# [YOUR TASKS]
1) In the excerpt below on chromosomal lesions in ICUS and CCUS patients, what median variant allele frequency of somatic mutations did CCUS patients with and without CNA/CNLOH have?
2) List every characteristic that, according to the excerpt below on chromosomal lesions in ICUS and CCUS patients, showed no significant difference between the two CCUS groups.

# [DOCUMENT SEGMENT]
*** Block opens ***

On the other hand, in a separate analysis of the patients with non-clonal ICUS, the presence of CNA/CNLOH was not associated with shorter survival (Online Supplementary Figure S8).
CCUS patients with CNA/CNLOH had a significantly higher variant allele frequency of somatic mutations than CCUS patients without CNA/CNLOH (median 36% vs. 24%; P=0.039) and were more likely to have LOY (P=0.035) and macrocytosis (P=0.022) (Online Supplementary Table S6). There was no significant difference between the two CCUS groups with respect to age, sex, adverse mutations, number of mutations, smoking or hematological parameters.
Multiple studies have demonstrated worse survival of patients with myeloid malignancies harboring cryptic chromosomal lesions compared with patients without cryptic lesions.3,4 Akin to our findings, the impact of CNA/CNLOH was generally more pronounced on OS than PFS, and SNP-A improved prognostic stratification in primarily lower-risk MDS patients including patients with a normal karyotype.7,8
To our knowledge, only three smaller previous studies have reported on CNA/CNLOH in patients with ICUS/pre-MDS with frequencies at 15-32%.9–11 However, their study designs did not enable distinction between ICUS non-clonal and CCUS or correlation to clinical outcomes.
SNP-A in large patient cohorts from genome-wide association studies including healthy controls showed that the frequency of mosaic CNA/CNLOH in peripheral blood increases to approximately 2-3% for age >75 years.12 Even when only considering clonal mosaicism (Online Supplementary Table S3), the frequency of autosomal mosaic CNA/CNLOH was 2-3-fold higher in our study population. This suggests that the loss of chromosomal integrity found by SNP-A in the ICUS patients was related to their disorder, rather than their advanced age.
Our study has certain limitations. Firstly, follow-up was relatively short given the cohort size and the life expectancy of ICUS/CCUS patients. This may have influenced the lack of statistical significance in multivariable analysis. Obviously, our findings need validation in an independent cohort.

*** Block closes ***

# [PROVIDED MATERIAL]
*** Block opens ***

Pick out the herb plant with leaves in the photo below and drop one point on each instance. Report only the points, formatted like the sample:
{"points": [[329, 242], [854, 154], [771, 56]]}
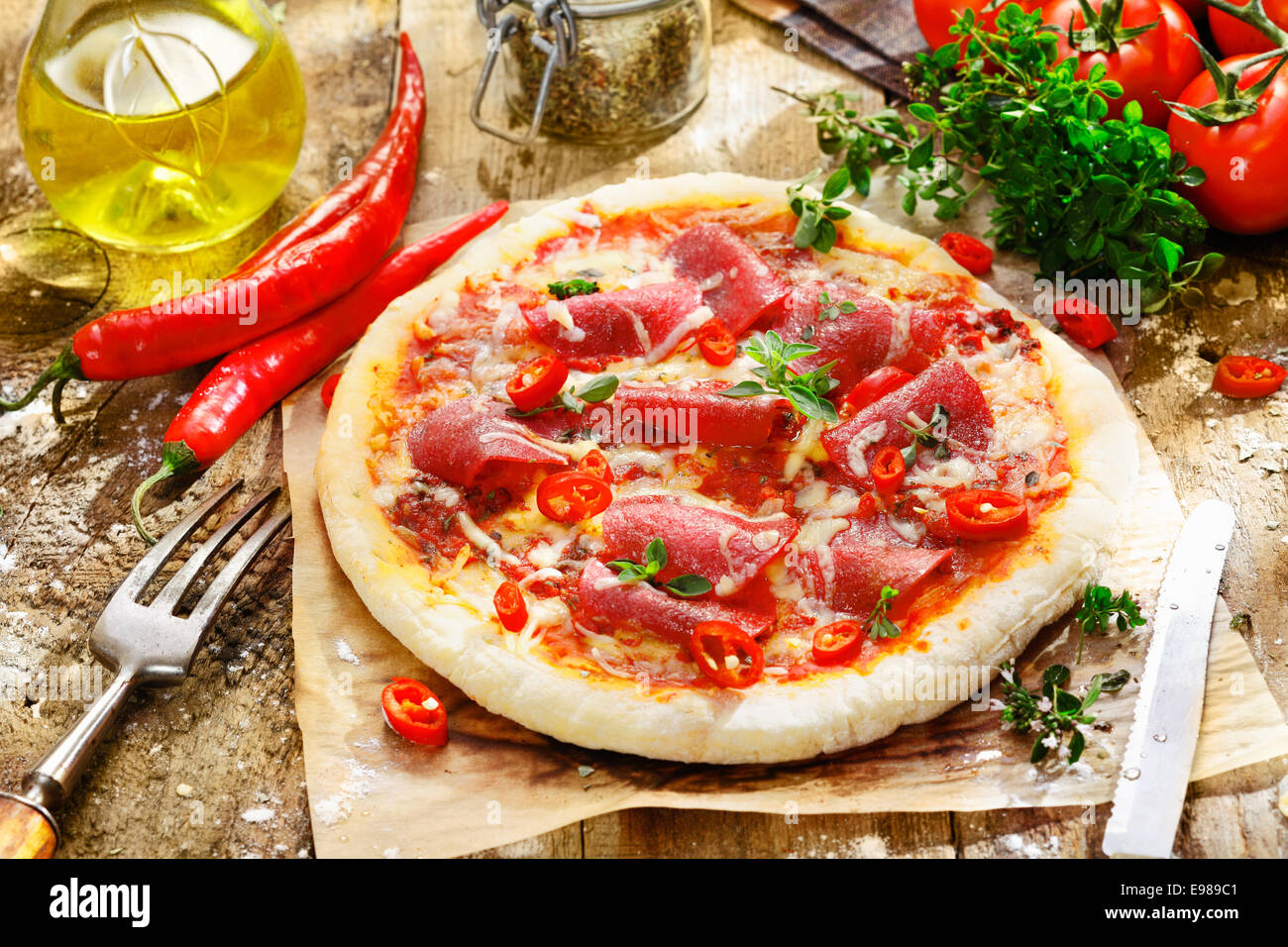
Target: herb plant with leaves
{"points": [[806, 393], [1086, 196], [655, 561], [1052, 714]]}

*** Block closes ***

# [SOLUTIONS TO THE EXERCISE]
1) 36% with CNA/CNLOH versus 24% without (P=0.039).

2) Age, sex, adverse mutations, number of mutations, smoking, hematological parameters